Passage given:
++++++++++

Re: [PATCH 03/14] libxfs: support unmapping reflink blocks

From: Dave Chinner <david@fromorbit.com>
To: "Darrick J. Wong" <darrick.wong@oracle.com>
Cc: xfs@oss.sgi.com
Subject: Re: [PATCH 03/14] libxfs: support unmapping reflink blocks
Date: Wed, 1 Jul 2015 11:26:32 +1000	[thread overview]
Message-ID: <20150701012632.GR22807@dastard> (raw)
In-Reply-To: <20150625233930.4992.88802.stgit@birch.djwong.org>

On Thu, Jun 25, 2015 at 04:39:30PM -0700, Darrick J. Wong wrote:
> When we're unmapping blocks from a file, we need to decrease refcounts
> in the btree and only free blocks if they refcount is 1.
> 
> Signed-off-by: Darrick J. Wong <darrick.wong@oracle.com>
> ---
>  fs/xfs/libxfs/xfs_bmap.c          |    5 +
>  fs/xfs/libxfs/xfs_reflink_btree.c |  140 +++++++++++++++++++++++++++++++++++++
>  fs/xfs/libxfs/xfs_reflink_btree.h |    4 +
>  3 files changed, 147 insertions(+), 2 deletions(-)
> 
> 
> diff --git a/fs/xfs/libxfs/xfs_bmap.c b/fs/xfs/libxfs/xfs_bmap.c
> index 057fa9a..3f5e8da 100644
> --- a/fs/xfs/libxfs/xfs_bmap.c
> +++ b/fs/xfs/libxfs/xfs_bmap.c
> @@ -45,6 +45,7 @@
>  #include "xfs_symlink.h"
>  #include "xfs_attr_leaf.h"
>  #include "xfs_filestream.h"
> +#include "xfs_reflink_btree.h"
>  
>  
>  kmem_zone_t		*xfs_bmap_free_item_zone;
> @@ -4984,8 +4985,8 @@ xfs_bmap_del_extent(
>  	 * If we need to, add to list of extents to delete.
>  	 */
>  	if (do_fx)
> -		xfs_bmap_add_free(mp, flist, del->br_startblock,
> -				  del->br_blockcount, ip->i_ino);
> +		xfs_reflink_bmap_add_free(mp, flist, del->br_startblock,
> +					  del->br_blockcount, ip->i_ino, tp);

I think this is the wrong abstraction. I think the code should look
like this:

	if (do_fx) {
		if (xfs_sb_version_hasreflink(&mp->m_sb)) {
			error = xfs_reflink_del_extent(mp, tp, flist,
						del->br_startblock,
						del->br_blockcount, ip->i_ino);
			if (error)

++++++++++

Supplied information:
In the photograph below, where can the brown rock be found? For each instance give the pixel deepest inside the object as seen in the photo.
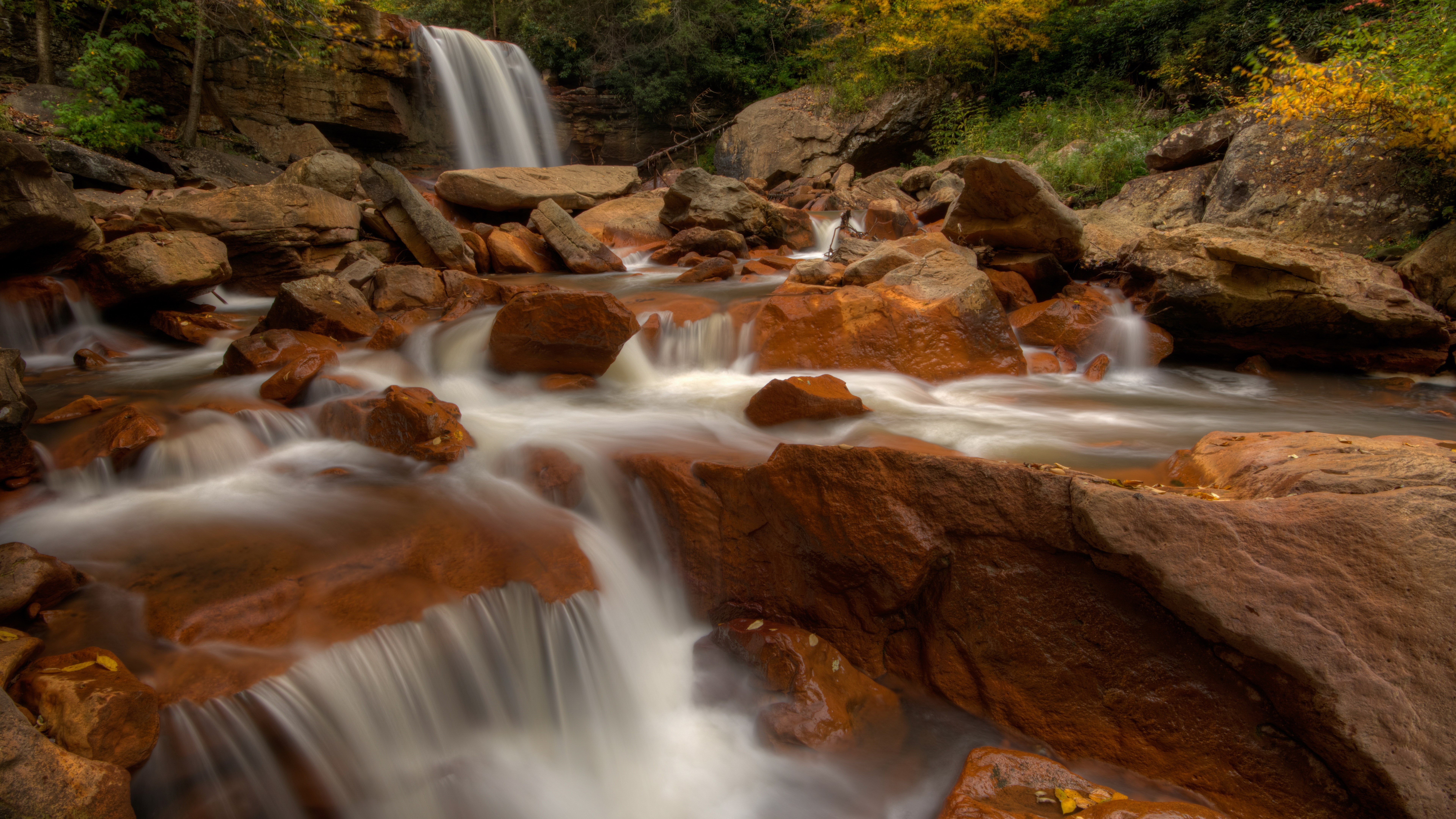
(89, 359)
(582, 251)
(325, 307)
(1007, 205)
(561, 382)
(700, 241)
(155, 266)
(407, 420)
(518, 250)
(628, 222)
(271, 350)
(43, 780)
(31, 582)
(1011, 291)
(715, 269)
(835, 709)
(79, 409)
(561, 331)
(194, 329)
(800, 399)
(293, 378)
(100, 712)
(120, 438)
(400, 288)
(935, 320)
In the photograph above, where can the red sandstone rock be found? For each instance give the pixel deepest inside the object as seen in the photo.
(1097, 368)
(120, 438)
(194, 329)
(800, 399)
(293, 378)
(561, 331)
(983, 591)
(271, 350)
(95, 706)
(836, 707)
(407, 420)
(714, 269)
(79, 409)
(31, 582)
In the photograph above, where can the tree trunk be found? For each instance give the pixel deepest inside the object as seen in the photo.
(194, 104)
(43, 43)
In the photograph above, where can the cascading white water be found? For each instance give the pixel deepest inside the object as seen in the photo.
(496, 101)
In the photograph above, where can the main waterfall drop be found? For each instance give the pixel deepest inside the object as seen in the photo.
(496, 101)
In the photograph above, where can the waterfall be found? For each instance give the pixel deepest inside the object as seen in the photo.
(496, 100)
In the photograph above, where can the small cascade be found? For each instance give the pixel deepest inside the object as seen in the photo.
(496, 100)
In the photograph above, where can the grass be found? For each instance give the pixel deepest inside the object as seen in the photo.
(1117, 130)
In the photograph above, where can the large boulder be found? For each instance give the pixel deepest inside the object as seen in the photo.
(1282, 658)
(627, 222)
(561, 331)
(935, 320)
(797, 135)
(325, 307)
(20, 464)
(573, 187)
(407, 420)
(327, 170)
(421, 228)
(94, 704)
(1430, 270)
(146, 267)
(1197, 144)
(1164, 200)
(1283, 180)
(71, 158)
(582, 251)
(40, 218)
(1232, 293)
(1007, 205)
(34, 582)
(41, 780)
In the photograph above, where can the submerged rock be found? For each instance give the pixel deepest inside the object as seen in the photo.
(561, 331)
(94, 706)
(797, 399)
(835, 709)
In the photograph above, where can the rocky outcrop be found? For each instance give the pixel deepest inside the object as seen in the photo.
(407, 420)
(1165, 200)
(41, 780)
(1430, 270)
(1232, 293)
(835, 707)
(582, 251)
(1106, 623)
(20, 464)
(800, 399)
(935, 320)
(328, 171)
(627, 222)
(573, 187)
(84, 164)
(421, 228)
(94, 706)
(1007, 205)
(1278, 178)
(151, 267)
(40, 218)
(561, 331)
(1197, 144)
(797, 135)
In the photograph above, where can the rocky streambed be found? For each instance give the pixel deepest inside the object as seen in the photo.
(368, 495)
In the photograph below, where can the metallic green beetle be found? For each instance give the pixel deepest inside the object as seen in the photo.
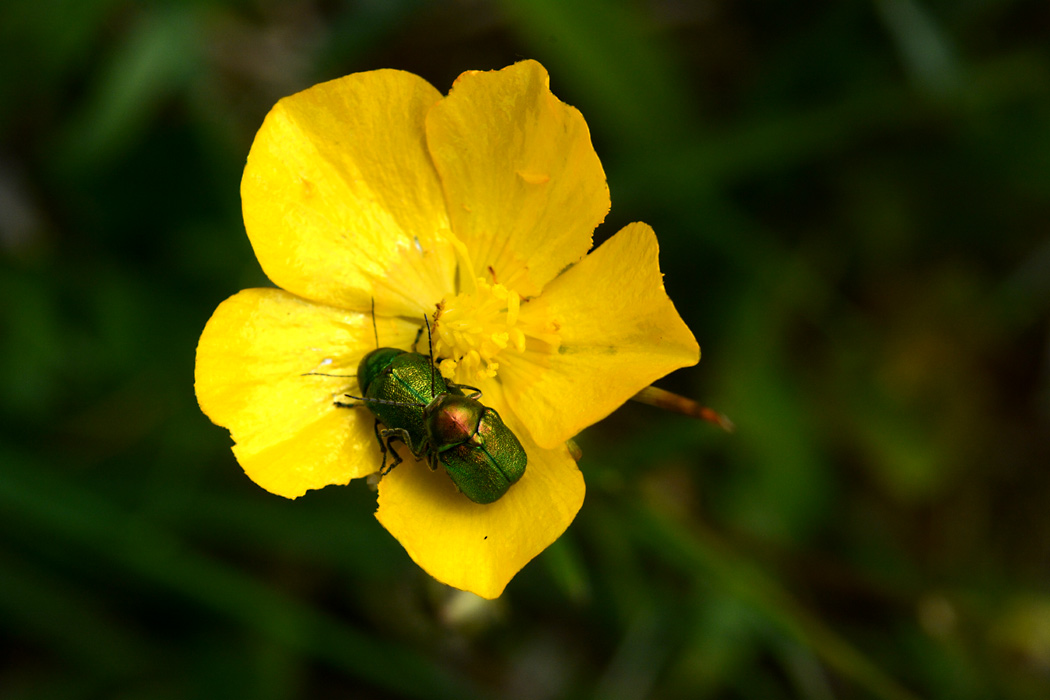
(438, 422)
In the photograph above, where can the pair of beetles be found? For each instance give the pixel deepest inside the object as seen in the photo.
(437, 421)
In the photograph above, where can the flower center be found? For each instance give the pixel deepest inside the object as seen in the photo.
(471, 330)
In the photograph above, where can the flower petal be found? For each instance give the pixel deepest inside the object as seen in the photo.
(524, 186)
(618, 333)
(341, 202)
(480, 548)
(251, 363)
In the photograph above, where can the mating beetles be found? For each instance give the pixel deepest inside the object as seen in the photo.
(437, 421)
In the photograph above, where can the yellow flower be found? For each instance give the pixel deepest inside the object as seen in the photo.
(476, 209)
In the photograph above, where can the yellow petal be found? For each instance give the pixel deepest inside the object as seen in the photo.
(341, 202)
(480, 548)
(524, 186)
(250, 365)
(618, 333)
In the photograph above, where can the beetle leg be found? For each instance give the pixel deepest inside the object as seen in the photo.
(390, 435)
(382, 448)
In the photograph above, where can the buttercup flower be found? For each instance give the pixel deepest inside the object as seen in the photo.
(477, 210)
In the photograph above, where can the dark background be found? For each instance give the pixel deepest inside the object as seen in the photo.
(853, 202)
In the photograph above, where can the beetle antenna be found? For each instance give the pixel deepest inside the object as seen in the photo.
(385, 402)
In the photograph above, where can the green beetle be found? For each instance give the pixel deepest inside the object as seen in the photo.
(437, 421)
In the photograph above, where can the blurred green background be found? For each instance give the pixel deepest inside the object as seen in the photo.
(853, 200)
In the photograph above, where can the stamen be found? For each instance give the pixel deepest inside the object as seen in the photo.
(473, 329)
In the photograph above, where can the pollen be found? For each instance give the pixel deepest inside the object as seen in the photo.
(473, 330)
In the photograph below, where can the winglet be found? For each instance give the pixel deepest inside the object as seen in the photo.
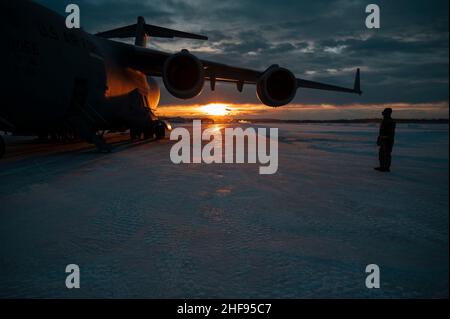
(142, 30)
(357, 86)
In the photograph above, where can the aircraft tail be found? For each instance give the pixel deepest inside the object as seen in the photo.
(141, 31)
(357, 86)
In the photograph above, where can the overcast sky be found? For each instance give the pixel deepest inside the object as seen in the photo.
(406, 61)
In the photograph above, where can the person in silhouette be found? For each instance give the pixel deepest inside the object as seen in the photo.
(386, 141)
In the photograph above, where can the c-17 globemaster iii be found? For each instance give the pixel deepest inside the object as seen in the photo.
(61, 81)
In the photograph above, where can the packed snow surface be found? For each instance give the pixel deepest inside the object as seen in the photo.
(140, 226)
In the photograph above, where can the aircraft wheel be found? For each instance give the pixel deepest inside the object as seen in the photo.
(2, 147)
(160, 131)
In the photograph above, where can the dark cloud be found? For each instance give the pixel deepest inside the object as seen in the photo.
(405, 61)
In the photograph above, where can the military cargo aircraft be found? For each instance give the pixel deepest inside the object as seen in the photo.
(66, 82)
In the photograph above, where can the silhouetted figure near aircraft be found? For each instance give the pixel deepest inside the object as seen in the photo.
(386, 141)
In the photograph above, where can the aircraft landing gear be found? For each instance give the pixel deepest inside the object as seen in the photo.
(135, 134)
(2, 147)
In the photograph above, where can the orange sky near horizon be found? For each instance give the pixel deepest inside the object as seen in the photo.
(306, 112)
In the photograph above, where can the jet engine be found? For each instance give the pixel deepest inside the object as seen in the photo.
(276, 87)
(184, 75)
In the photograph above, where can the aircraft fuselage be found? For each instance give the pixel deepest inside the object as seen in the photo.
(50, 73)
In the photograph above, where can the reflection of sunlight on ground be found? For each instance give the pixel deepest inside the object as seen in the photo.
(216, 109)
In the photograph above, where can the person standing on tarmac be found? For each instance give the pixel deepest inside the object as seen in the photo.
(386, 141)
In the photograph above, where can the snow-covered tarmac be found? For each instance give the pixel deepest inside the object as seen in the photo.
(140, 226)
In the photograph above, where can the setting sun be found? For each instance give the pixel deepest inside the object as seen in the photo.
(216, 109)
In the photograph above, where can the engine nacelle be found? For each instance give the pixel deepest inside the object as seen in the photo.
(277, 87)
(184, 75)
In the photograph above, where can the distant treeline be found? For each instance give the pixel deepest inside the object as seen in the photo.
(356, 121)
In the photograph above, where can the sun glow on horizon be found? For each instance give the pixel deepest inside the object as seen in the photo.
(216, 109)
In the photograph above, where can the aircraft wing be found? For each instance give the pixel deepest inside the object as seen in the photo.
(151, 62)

++++++++++

The tasks:
1 - Decide whether each statement agrees with the patch review: (a) the patch changes three files; (b) the reviewer considers the patch's abstraction the right one; (c) the patch adds an include of "xfs_reflink_btree.h" to xfs_bmap.c. Answer yes or no for each and quote the deciding words of the text.
2 - Echo the records from the line holding "In the photograph above, where can the reflection" through the end of the records, inclusive.

Results for each task:
1 -
(a) Yes: "3 files changed, 147 insertions(+), 2 deletions(-)"
(b) No: "I think this is the wrong abstraction."
(c) Yes: "+#include "xfs_reflink_btree.h""

2 -
In the photograph above, where can the reflection of sunlight on ground be found? For each instance give the pixel deepest inside the object as seen in the photo.
(216, 109)
In the photograph above, where can the person standing on tarmac be found? For each instance give the pixel deepest inside the object as seen in the photo.
(386, 141)
In the photograph above, where can the snow-covered tarmac be found? For each instance give the pixel deepest inside the object as seen in the photo.
(140, 226)
In the photograph above, where can the setting sun be found? For each instance give the pixel deepest inside the object as seen in the photo.
(216, 109)
In the photograph above, where can the engine nacelle be found? For each instance give the pixel deepest inside the object as seen in the photo.
(277, 87)
(184, 75)
In the photograph above, where can the distant treeline be found? For each instance give the pixel deepest inside the object as seen in the photo.
(356, 121)
In the photograph above, where can the sun glow on horizon be found? For each instance give the pixel deepest inside the object as seen in the photo.
(216, 109)
In the photograph above, where can the aircraft wing be found? For each instance give the pixel deepest inside the object as seen in the photo.
(151, 62)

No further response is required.